◆ SET EXERCISE
Copy out exactly the lines from the one containing "Target: white sneaker" to the last line of the records below, both included, and leave out any pictures.
[Begin]
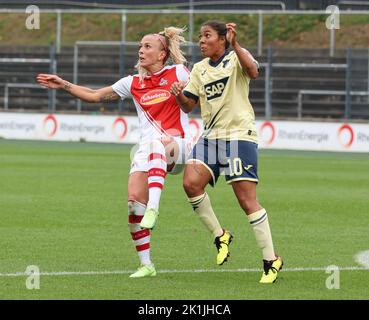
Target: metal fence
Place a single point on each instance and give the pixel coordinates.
(311, 89)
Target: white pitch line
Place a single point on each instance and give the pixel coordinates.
(106, 272)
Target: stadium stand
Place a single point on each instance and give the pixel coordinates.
(292, 82)
(287, 79)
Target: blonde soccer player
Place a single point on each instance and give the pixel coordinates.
(165, 140)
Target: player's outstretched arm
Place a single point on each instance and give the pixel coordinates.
(186, 104)
(52, 81)
(248, 63)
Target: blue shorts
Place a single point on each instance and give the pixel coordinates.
(236, 159)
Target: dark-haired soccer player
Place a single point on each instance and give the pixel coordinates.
(220, 85)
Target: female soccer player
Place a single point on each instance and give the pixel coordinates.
(164, 128)
(220, 84)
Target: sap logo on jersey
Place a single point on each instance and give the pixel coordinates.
(215, 89)
(154, 96)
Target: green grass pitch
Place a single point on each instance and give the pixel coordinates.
(63, 208)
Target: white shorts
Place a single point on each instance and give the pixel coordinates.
(140, 154)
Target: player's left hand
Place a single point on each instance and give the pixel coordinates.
(231, 33)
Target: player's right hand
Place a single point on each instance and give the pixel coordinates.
(177, 87)
(50, 81)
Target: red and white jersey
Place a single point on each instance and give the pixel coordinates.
(157, 109)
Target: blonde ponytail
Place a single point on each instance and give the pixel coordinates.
(173, 40)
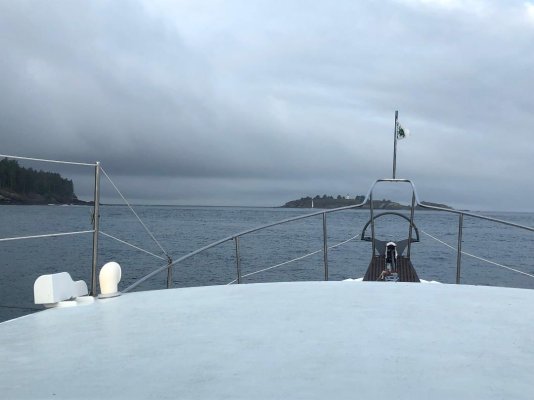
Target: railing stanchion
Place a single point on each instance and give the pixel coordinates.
(325, 248)
(410, 234)
(237, 259)
(459, 254)
(96, 220)
(372, 222)
(169, 273)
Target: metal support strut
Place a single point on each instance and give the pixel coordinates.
(96, 223)
(459, 254)
(169, 273)
(237, 259)
(325, 248)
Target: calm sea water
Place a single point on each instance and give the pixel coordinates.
(184, 229)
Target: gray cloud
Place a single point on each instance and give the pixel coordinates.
(259, 102)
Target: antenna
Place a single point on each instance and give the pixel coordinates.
(395, 144)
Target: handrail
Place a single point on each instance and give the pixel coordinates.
(368, 198)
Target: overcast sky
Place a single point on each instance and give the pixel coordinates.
(260, 102)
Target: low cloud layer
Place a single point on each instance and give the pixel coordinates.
(255, 103)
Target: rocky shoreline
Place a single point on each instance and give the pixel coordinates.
(8, 197)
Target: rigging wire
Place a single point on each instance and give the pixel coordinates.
(131, 245)
(45, 160)
(44, 236)
(137, 216)
(294, 259)
(477, 257)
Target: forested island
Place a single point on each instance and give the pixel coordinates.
(19, 185)
(343, 201)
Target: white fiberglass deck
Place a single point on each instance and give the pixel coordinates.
(312, 340)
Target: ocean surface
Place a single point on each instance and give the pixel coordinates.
(181, 230)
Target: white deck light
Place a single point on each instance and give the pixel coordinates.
(109, 278)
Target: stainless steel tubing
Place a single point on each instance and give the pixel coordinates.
(325, 248)
(169, 273)
(237, 259)
(96, 223)
(372, 222)
(410, 234)
(459, 254)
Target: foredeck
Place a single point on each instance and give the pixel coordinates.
(308, 340)
(405, 269)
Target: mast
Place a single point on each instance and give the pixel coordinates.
(395, 144)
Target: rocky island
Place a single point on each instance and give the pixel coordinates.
(19, 185)
(343, 201)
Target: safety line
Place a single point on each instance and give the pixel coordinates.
(44, 236)
(131, 245)
(133, 211)
(45, 160)
(477, 257)
(295, 259)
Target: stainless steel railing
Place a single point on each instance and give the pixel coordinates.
(368, 199)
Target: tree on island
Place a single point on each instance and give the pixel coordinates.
(27, 183)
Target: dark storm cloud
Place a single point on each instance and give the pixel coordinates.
(217, 102)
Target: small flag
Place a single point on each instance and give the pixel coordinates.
(402, 133)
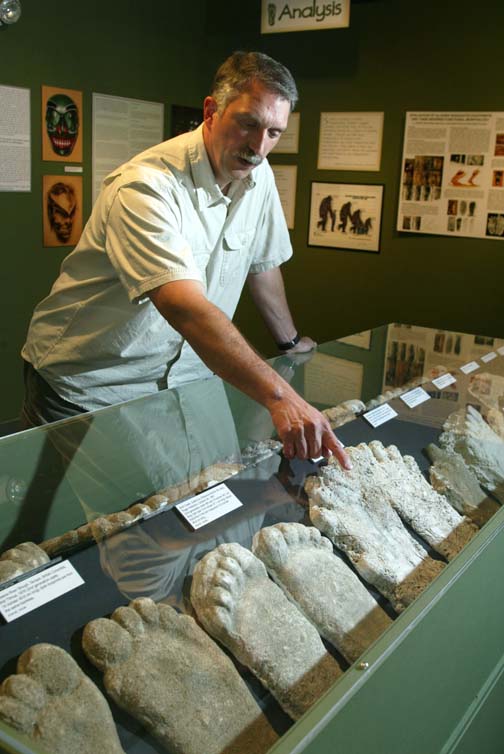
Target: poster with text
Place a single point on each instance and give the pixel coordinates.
(346, 216)
(452, 176)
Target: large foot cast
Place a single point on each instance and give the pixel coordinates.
(325, 589)
(21, 559)
(450, 475)
(400, 481)
(350, 507)
(167, 673)
(241, 607)
(467, 433)
(56, 705)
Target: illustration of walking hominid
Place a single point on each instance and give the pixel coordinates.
(345, 216)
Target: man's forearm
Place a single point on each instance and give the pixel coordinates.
(268, 292)
(304, 431)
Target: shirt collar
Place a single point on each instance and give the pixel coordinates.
(207, 190)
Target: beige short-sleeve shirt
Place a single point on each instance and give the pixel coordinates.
(97, 338)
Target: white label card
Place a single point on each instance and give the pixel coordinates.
(468, 368)
(444, 381)
(415, 397)
(37, 590)
(208, 506)
(380, 415)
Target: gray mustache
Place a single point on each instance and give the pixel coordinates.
(254, 159)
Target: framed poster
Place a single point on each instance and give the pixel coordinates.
(299, 15)
(184, 118)
(346, 216)
(62, 209)
(61, 124)
(289, 140)
(350, 141)
(452, 177)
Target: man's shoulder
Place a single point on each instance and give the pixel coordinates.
(164, 163)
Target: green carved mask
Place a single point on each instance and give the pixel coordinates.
(62, 123)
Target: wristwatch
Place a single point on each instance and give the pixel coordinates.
(289, 344)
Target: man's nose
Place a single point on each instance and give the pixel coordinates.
(259, 143)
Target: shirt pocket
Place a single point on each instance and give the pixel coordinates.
(236, 252)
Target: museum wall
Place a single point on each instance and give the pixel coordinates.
(395, 57)
(118, 47)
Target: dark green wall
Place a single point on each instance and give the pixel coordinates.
(396, 56)
(149, 50)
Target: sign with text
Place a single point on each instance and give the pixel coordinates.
(281, 16)
(208, 506)
(37, 590)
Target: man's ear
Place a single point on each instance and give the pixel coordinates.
(209, 110)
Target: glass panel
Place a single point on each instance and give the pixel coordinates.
(55, 479)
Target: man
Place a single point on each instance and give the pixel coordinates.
(149, 292)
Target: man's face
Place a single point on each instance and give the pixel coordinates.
(241, 137)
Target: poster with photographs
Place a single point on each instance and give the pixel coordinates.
(62, 209)
(346, 216)
(61, 124)
(452, 179)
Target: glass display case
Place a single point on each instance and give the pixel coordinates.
(101, 491)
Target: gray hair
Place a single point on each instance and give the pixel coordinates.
(241, 69)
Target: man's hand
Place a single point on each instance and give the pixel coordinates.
(304, 431)
(304, 345)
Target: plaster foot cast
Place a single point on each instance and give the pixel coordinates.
(450, 476)
(495, 419)
(56, 705)
(487, 389)
(467, 433)
(325, 589)
(343, 413)
(350, 508)
(217, 472)
(428, 513)
(104, 526)
(21, 559)
(241, 607)
(167, 673)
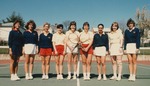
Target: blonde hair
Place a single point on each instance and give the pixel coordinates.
(46, 24)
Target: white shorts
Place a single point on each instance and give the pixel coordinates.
(100, 51)
(115, 49)
(30, 49)
(74, 51)
(131, 48)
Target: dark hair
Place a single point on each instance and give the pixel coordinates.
(100, 25)
(60, 25)
(86, 23)
(46, 24)
(130, 21)
(30, 21)
(17, 21)
(72, 23)
(114, 23)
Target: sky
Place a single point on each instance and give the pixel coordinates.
(58, 11)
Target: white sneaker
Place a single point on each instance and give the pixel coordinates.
(104, 78)
(74, 77)
(84, 78)
(58, 77)
(31, 77)
(130, 78)
(133, 78)
(43, 77)
(87, 78)
(13, 78)
(16, 76)
(113, 78)
(69, 77)
(27, 77)
(46, 77)
(118, 78)
(99, 77)
(61, 77)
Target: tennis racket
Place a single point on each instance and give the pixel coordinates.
(74, 39)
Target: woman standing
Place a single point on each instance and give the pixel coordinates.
(59, 45)
(46, 47)
(86, 51)
(15, 42)
(116, 51)
(30, 48)
(131, 47)
(101, 47)
(72, 39)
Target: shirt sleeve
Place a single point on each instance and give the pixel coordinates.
(53, 38)
(36, 39)
(10, 39)
(107, 43)
(94, 39)
(125, 40)
(138, 39)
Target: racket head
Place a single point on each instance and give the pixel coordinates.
(84, 38)
(73, 38)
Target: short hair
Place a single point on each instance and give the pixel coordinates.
(86, 23)
(17, 21)
(30, 21)
(60, 25)
(130, 21)
(72, 23)
(46, 24)
(100, 25)
(114, 23)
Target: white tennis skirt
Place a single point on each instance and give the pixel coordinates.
(74, 51)
(100, 51)
(30, 49)
(115, 50)
(131, 48)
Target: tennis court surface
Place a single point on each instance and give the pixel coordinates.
(143, 76)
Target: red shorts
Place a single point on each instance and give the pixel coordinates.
(45, 51)
(60, 49)
(90, 51)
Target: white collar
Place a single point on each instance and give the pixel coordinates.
(131, 29)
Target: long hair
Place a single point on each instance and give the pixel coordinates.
(86, 23)
(72, 23)
(17, 21)
(116, 24)
(30, 21)
(130, 21)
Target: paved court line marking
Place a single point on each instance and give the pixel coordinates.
(78, 70)
(141, 66)
(7, 66)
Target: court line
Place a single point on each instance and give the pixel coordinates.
(78, 70)
(141, 66)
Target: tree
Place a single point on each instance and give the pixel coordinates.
(143, 22)
(122, 25)
(13, 17)
(66, 24)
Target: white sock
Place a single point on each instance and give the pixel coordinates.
(30, 74)
(99, 75)
(115, 75)
(133, 75)
(27, 74)
(75, 73)
(119, 75)
(12, 75)
(69, 73)
(88, 74)
(104, 75)
(84, 74)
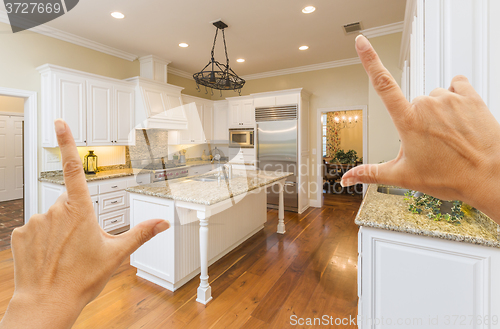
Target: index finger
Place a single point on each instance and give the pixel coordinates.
(381, 79)
(74, 178)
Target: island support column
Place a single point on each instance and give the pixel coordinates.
[End]
◆ FINISHED TASK
Target: white sneaker
Place a single point on each instance and give the pixel coordinates.
(104, 78)
(74, 77)
(84, 78)
(58, 77)
(31, 77)
(130, 78)
(133, 78)
(43, 77)
(87, 78)
(13, 78)
(16, 76)
(113, 78)
(69, 77)
(27, 77)
(46, 77)
(118, 78)
(99, 77)
(61, 77)
Target: tennis racket
Place a single point on each instance and give the pixel coordinates.
(74, 39)
Target: woman standing
Place a single point on each instance and give the pixel coordinates.
(59, 45)
(46, 47)
(86, 51)
(15, 42)
(116, 51)
(30, 48)
(131, 47)
(101, 47)
(72, 39)
Target: shirt sleeve
Place a single point on each instance and give the pixel coordinates.
(53, 38)
(36, 39)
(10, 39)
(107, 43)
(94, 39)
(125, 40)
(138, 39)
Target: racket head
Place a single point on each instance and give the pixel coordinates.
(84, 38)
(73, 38)
Target: short hair
Place a single point on each instance and give the pixel coordinates.
(86, 23)
(17, 21)
(30, 21)
(60, 25)
(130, 21)
(72, 23)
(46, 24)
(100, 25)
(114, 23)
Target: white tennis skirt
Place a single point on each instance and give the pixel coordinates.
(74, 51)
(100, 51)
(30, 49)
(115, 50)
(131, 48)
Target: tennis court surface
Place a single point on each instance and give the pixel coordinates.
(143, 76)
Target: red shorts
Place a single point on each instance and give the pixel coordinates.
(45, 51)
(60, 49)
(90, 51)
Target: white collar
Place a single point on each instance and give the pixel coordinates.
(131, 29)
Target: long hair
Place a single point on each instance and give the pixel coordinates.
(86, 23)
(72, 23)
(17, 21)
(116, 24)
(30, 21)
(130, 21)
Target: paved court line marking
Place a single point on each instance and give the pixel coordinates.
(78, 70)
(141, 66)
(7, 66)
Target: court line
Place a single point on each instance and give the pixel coordinates.
(78, 70)
(141, 66)
Target: tree
Place a single point on each instance and give the pixel coordinates.
(143, 22)
(122, 25)
(13, 17)
(66, 24)
Target: white sock
Place a single point on each instance and give the pixel coordinates.
(30, 74)
(99, 75)
(115, 75)
(133, 75)
(27, 74)
(75, 73)
(119, 75)
(12, 75)
(69, 73)
(88, 74)
(104, 75)
(84, 74)
Target: index finger
Place a single point on each instance and give the pixel coordinates.
(381, 79)
(74, 178)
Target: island support column
Place a single point on each instance and give the pixel coordinates.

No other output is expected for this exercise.